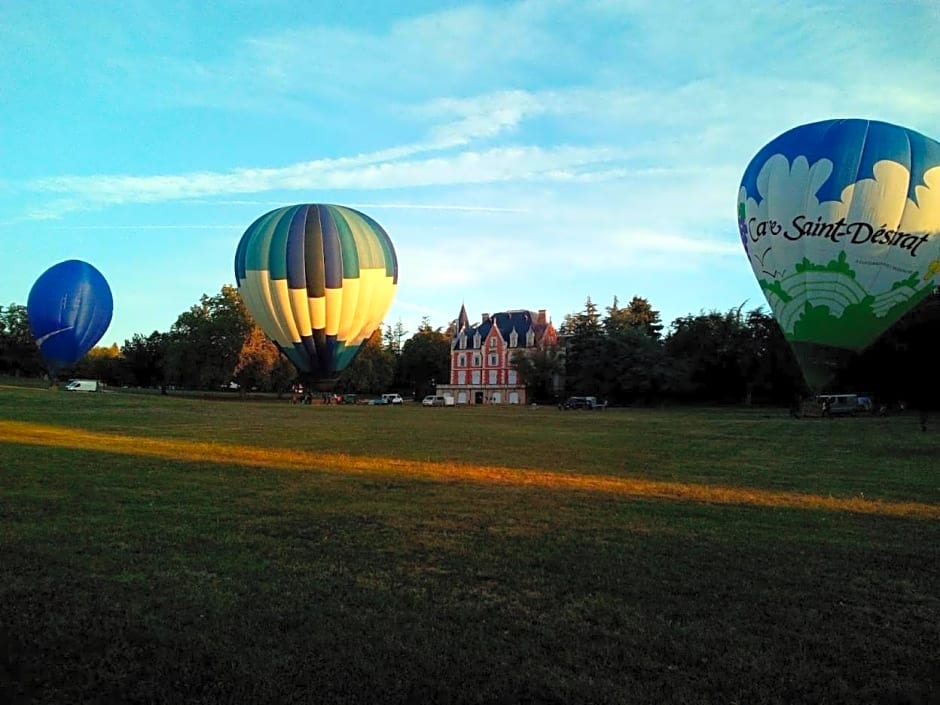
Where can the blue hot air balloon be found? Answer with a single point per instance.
(69, 309)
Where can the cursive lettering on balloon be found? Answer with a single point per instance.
(856, 233)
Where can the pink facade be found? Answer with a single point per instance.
(481, 355)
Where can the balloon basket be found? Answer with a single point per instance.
(820, 364)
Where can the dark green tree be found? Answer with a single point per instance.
(372, 371)
(261, 366)
(425, 359)
(584, 343)
(539, 369)
(19, 354)
(143, 359)
(102, 363)
(711, 351)
(204, 344)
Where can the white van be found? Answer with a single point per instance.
(82, 385)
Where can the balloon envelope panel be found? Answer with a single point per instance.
(69, 309)
(840, 223)
(318, 279)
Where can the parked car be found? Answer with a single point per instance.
(582, 403)
(82, 385)
(437, 400)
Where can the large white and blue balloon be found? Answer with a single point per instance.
(841, 223)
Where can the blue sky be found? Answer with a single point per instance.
(519, 154)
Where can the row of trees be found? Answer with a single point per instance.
(216, 342)
(623, 355)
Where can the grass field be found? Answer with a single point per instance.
(177, 550)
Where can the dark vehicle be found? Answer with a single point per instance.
(590, 403)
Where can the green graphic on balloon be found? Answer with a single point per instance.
(841, 223)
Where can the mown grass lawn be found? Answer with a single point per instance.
(169, 550)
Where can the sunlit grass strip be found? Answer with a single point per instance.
(285, 459)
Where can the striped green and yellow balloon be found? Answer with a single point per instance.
(318, 279)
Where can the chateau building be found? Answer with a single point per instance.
(480, 355)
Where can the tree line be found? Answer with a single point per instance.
(624, 355)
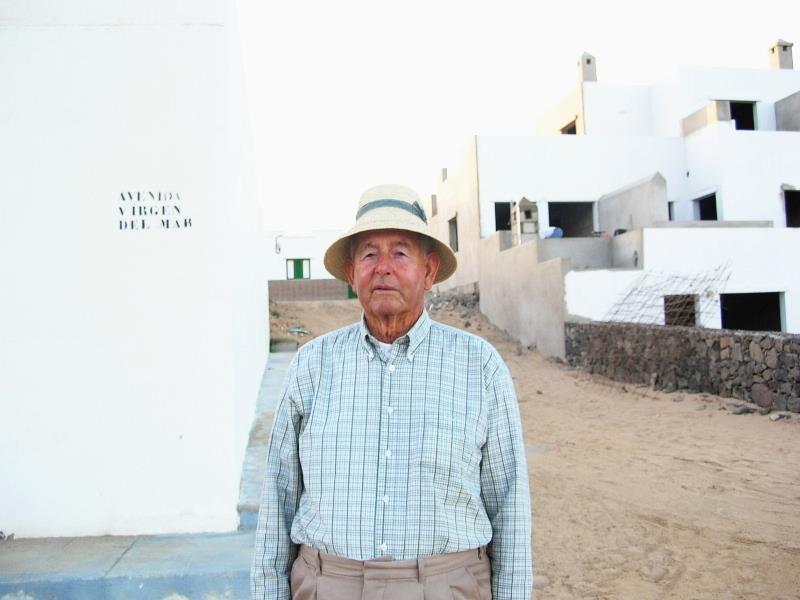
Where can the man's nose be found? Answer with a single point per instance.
(384, 264)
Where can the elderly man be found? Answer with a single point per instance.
(396, 467)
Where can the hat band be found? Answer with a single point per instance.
(415, 209)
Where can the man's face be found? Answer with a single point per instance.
(390, 273)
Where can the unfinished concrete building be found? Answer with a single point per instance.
(678, 178)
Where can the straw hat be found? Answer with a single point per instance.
(388, 207)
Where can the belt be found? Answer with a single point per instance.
(387, 567)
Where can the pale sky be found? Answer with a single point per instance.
(349, 94)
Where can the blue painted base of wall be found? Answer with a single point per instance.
(201, 566)
(231, 586)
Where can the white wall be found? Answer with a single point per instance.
(617, 109)
(758, 259)
(699, 85)
(131, 358)
(571, 168)
(746, 170)
(310, 245)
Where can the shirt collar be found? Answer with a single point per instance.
(414, 337)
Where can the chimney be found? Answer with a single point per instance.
(587, 68)
(781, 55)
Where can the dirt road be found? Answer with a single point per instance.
(636, 493)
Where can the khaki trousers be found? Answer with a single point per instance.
(457, 576)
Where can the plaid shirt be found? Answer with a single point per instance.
(413, 455)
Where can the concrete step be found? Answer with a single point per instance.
(174, 567)
(256, 454)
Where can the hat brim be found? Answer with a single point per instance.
(387, 218)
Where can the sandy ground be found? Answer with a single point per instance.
(637, 493)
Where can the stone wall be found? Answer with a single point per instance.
(760, 367)
(307, 289)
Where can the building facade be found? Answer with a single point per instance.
(633, 200)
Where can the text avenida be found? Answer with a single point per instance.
(151, 210)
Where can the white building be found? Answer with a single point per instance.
(133, 312)
(298, 255)
(674, 181)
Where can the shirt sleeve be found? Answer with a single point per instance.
(505, 491)
(283, 482)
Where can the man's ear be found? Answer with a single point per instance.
(432, 262)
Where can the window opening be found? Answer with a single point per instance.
(751, 312)
(298, 268)
(575, 219)
(453, 227)
(744, 114)
(502, 216)
(680, 310)
(792, 201)
(707, 207)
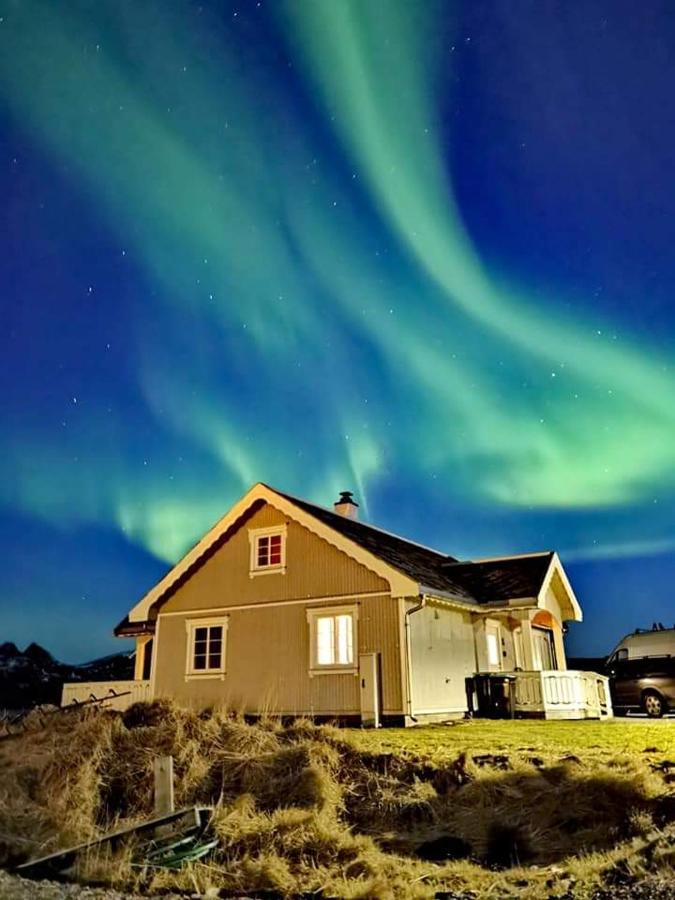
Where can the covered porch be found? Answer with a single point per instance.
(520, 644)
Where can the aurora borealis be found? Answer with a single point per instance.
(421, 250)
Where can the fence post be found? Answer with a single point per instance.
(163, 767)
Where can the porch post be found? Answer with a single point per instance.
(528, 642)
(560, 657)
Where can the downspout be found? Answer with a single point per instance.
(413, 609)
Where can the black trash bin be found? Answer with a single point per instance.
(494, 695)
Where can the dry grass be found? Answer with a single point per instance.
(554, 808)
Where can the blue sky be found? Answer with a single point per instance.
(422, 251)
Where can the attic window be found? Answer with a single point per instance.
(268, 550)
(206, 640)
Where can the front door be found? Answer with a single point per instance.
(369, 682)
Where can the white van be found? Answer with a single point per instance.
(641, 643)
(641, 671)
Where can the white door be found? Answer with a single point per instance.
(493, 641)
(544, 654)
(369, 681)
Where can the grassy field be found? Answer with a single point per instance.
(501, 809)
(521, 738)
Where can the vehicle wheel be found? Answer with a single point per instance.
(653, 705)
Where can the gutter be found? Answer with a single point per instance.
(413, 609)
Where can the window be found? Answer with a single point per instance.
(332, 634)
(206, 648)
(268, 550)
(493, 647)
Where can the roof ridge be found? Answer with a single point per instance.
(444, 557)
(532, 555)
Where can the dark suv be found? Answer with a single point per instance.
(646, 684)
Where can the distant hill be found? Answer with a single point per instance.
(32, 676)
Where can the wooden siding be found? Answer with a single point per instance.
(314, 568)
(267, 662)
(267, 655)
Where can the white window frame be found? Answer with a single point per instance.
(316, 668)
(499, 663)
(191, 625)
(254, 534)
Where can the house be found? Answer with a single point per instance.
(291, 608)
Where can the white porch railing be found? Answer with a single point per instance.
(112, 694)
(562, 695)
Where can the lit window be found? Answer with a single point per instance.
(206, 647)
(492, 641)
(332, 637)
(268, 550)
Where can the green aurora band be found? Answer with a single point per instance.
(197, 184)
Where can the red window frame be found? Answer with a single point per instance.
(269, 551)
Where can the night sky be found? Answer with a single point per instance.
(424, 251)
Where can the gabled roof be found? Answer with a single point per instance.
(421, 563)
(410, 568)
(502, 579)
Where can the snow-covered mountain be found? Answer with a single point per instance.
(33, 676)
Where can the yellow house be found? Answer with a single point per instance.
(294, 609)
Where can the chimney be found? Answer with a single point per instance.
(346, 506)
####
Pictures in the records above are not copied; print everything else exactly.

Task output
Where can the blue hot air balloon be found? Answer with a single point per instance.
(69, 309)
Where can the cursive lettering on balloon be found? Answer with a single point per instance.
(856, 233)
Where can the pink facade be found? Answer with a single point per instance.
(481, 355)
Where can the balloon basket be found? Answer with a single point per instance.
(820, 364)
Where can the dark green tree be found? Answer with a single point per instance.
(372, 371)
(261, 366)
(425, 359)
(584, 343)
(539, 369)
(19, 354)
(143, 359)
(102, 363)
(711, 351)
(204, 344)
Where can the white van be found? Answer with a single point per instance.
(82, 385)
Where can the balloon envelope panel be found? Answer with a single point per instance.
(69, 309)
(840, 223)
(318, 279)
Where can the parked car be found? Answer with a single point per instance.
(582, 403)
(82, 385)
(437, 400)
Where can the large white and blue balloon be found? Answer with a single point per instance.
(841, 223)
Where can the blue sky be found? Answer with a single point per instance.
(519, 154)
Where can the row of trees be found? Answer with a single point per instance.
(216, 342)
(623, 355)
Where can the grass field be found? Answer with a single point per instance.
(177, 550)
Where can the dark vehicle be found? Answer with a single point per instance.
(590, 403)
Where can the green graphic on balloon be found? Answer with a single point per instance.
(841, 223)
Where can the mown grass lawn be found? Answer with a single point per instance.
(169, 550)
Where can the sunlit grass strip be found? Answer with a single point per instance.
(285, 459)
Where can the striped green and yellow balloon be found? Answer with a single point per instance.
(318, 279)
Where can the chateau building be found? Answer with a single point per instance.
(480, 355)
Where can the tree line be found? Answer with a single point per instance.
(624, 355)
Where can the man's nose be found? Answer with a single point per instance.
(384, 264)
Where can the elderly man be found? Answer with a single point per instance.
(396, 467)
Where can the hat band be found? Answer with a single point per instance.
(415, 209)
Where can the man's face be found? Answer with a single point per instance.
(390, 273)
Where can the unfinished concrete building be found? Answer with a single point per instance.
(678, 178)
Where can the straw hat be found? Answer with a single point per instance.
(388, 207)
Where can the belt be found? Answer with a single point per instance.
(387, 567)
Where can the pale sky be found? Answer with a single point per instance.
(349, 94)
Where can the blue painted base of wall be found? Answer with a single point per instance.
(201, 566)
(231, 586)
Where can the white wall be found? Answer with a single point per instance.
(617, 109)
(758, 259)
(699, 85)
(131, 358)
(571, 168)
(746, 170)
(310, 245)
Where can the shirt collar be found? Answer with a single point per instance.
(414, 337)
Where can the chimney be found? Answer with a single point per instance.
(587, 68)
(781, 55)
Where can the dirt road be found? Answer with a single point per instance.
(636, 493)
Where can the khaki trousers be found? Answer with a single point per instance.
(457, 576)
Where can the plaid shirt be found? Answer with a single point per instance.
(413, 455)
Where can the concrete step be found? Answer with a single point per instance.
(174, 567)
(256, 454)
Where can the hat brim be found? Answer with a single point per instance.
(387, 218)
Where can the sandy ground be found? Answer with a single point per instance.
(637, 493)
Where can the stone wall be found? Answer with a single point per instance.
(760, 367)
(307, 289)
Where can the building facade be found? Answer with a single point per instance.
(633, 200)
Where can the text avenida be found? Answer with a single point per instance.
(151, 210)
Where can the white building be found? Answer with a single point per instance.
(133, 312)
(298, 255)
(674, 181)
Where can the shirt sleeve be found? Answer with a single point per instance.
(505, 491)
(283, 482)
Where can the man's ear be found? Answer with a single point per instance.
(432, 262)
Where can the window opening be found? Answer with a single point per instance.
(751, 312)
(298, 268)
(575, 219)
(453, 227)
(744, 114)
(502, 216)
(680, 310)
(792, 201)
(707, 207)
Where can the covered porch be found? Answer with a single point per instance.
(520, 644)
Where can the aurora borealis be found? Answer with a single point per instance.
(421, 250)
Where can the fence post be found? Answer with a single point per instance.
(163, 767)
Where can the porch post be found? Answer with a single point per instance.
(528, 642)
(560, 657)
Where can the downspout be found? Answer with a single point per instance.
(413, 609)
Where can the black trash bin be found? Answer with a single point per instance.
(494, 695)
Where can the dry grass be found? Answer with a single point per instance.
(554, 808)
Where can the blue sky be found? Answer with a single point per instance.
(422, 251)
Where can the attic window be found? Answer with a single point per instance.
(268, 550)
(206, 640)
Where can the front door be found? Answer with a single point per instance.
(369, 682)
Where can the white van be found? Answer with a single point per instance.
(641, 643)
(641, 671)
Where can the white door be found? Answer with a single point per instance.
(493, 641)
(544, 654)
(369, 681)
Where can the grassy field be found? Answer with a single point per instance.
(501, 809)
(521, 738)
Where can the vehicle wheel be found? Answer with a single point per instance.
(653, 705)
Where can the gutter be found? Answer with a single point per instance.
(413, 609)
Where can the window be found? Answer with a single point per instance.
(332, 634)
(206, 648)
(268, 550)
(493, 647)
Where can the roof ridge be found? Answer with a single point per instance.
(444, 557)
(532, 555)
Where can the dark suv be found? Answer with a single point per instance.
(646, 684)
Where can the distant hill be found? Answer with a single point per instance.
(32, 676)
Where can the wooden siding be found? Answer with a single point per instance.
(314, 568)
(267, 662)
(267, 655)
Where can the white window frame be found? Answer with a single point per instance.
(316, 668)
(499, 663)
(191, 625)
(254, 534)
Where can the house be found? Answer with a single point per instance.
(291, 608)
Where can the white porch railing be found? Answer with a single point per instance.
(112, 694)
(562, 695)
Where can the lit window be found? Answer with a single point per instance.
(206, 647)
(492, 641)
(332, 637)
(268, 550)
Where can the green aurora band be found? Answer with a single point per instance.
(197, 184)
Where can the red window frame be found? Answer with a single point per instance.
(269, 551)
Where can the night sky be found? Answer with a single point per instance.
(424, 251)
Where can the gabled roof be found? Answer with a single point per instance.
(421, 563)
(410, 568)
(502, 579)
Where can the snow-covered mountain be found? Answer with a single point per instance.
(33, 676)
Where can the yellow house be found? Answer with a single point per instance.
(294, 609)
Where can the chimney be found? Answer with a single point per instance.
(346, 506)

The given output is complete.